---------- Text passage

# How can I bond with a budgie?



## UaDavid (Oct 25, 2017)

I have a male budgie that I've had for a little over a year now and he was 6 months old when I got him. I've tried a lot of things now and nothing has really worked. He'll hop on to my finger if I hold it in front of him and that's it. Please help because I got my budgie to have a little friend, not just a bird to look after.


----------



## StarlingWings (Mar 15, 2013)

Hi there and :welcome: to the forums!

I think you need to take a step back from "trying" to tame him. Since you've tried a lot of things I think that this is a relationship that's just going to develop naturally. The true bonding comes when he begins to include you in his "flock", and counts you as part of his family. The thing is, that's more than just trust-- he obviously trusts you now, but doesn't feel inclined to seek out time with you. What I would recommend doing is letting him know he's a part of your "flock" first. Do everything in the same room as him--going on the computer, watching TV, hobbies like knitting or scrapbooking or reading--and talk to him as much as you can. I know you're already doing some of this, but making sure to really send the right cues that you'd like to include him in your "flock" will help him connect with you, if he'd like.

--------------------

# Problems
1 > According to the budgie thread, how old was UaDavid's budgie when he got him?
2 > Copy the passage of the budgie thread starting at "## UaDavid (Oct" and ending at "(Mar 15, 2013)".

---------- Data records

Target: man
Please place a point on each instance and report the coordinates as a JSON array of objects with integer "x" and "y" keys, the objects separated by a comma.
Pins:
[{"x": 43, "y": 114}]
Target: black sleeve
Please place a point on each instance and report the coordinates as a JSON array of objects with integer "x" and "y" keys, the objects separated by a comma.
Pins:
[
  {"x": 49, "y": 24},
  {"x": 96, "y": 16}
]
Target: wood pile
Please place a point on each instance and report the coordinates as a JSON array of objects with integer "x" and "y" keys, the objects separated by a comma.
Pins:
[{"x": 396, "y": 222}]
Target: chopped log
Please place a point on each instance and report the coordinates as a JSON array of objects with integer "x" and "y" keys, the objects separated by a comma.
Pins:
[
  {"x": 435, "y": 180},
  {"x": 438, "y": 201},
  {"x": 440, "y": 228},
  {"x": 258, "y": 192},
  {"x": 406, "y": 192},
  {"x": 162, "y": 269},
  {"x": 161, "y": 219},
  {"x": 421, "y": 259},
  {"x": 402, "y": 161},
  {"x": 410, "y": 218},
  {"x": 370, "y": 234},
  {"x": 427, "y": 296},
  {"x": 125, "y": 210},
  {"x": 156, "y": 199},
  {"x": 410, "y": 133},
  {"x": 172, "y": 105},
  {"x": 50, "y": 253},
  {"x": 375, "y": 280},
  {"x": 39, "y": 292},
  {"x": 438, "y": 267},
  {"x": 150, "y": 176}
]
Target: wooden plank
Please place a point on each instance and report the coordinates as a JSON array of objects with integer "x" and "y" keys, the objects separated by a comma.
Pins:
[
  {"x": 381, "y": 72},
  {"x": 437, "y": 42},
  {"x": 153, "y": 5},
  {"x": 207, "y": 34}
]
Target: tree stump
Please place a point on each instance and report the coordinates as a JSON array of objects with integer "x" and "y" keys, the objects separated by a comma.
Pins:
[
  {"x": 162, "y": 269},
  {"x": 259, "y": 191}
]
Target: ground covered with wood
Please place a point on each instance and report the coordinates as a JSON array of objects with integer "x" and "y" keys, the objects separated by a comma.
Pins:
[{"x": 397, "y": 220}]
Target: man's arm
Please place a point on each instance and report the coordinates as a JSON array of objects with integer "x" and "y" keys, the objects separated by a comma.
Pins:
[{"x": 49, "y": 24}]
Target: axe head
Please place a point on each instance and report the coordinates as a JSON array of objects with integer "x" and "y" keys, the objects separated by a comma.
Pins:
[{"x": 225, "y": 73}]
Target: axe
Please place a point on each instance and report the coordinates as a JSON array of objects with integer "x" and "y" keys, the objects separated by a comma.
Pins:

--------------------

# Written responses
1 > 6 months old

2 >
## UaDavid (Oct 25, 2017)

I have a male budgie that I've had for a little over a year now and he was 6 months old when I got him. I've tried a lot of things now and nothing has really worked. He'll hop on to my finger if I hold it in front of him and that's it. Please help because I got my budgie to have a little friend, not just a bird to look after.


----------



## StarlingWings (Mar 15, 2013)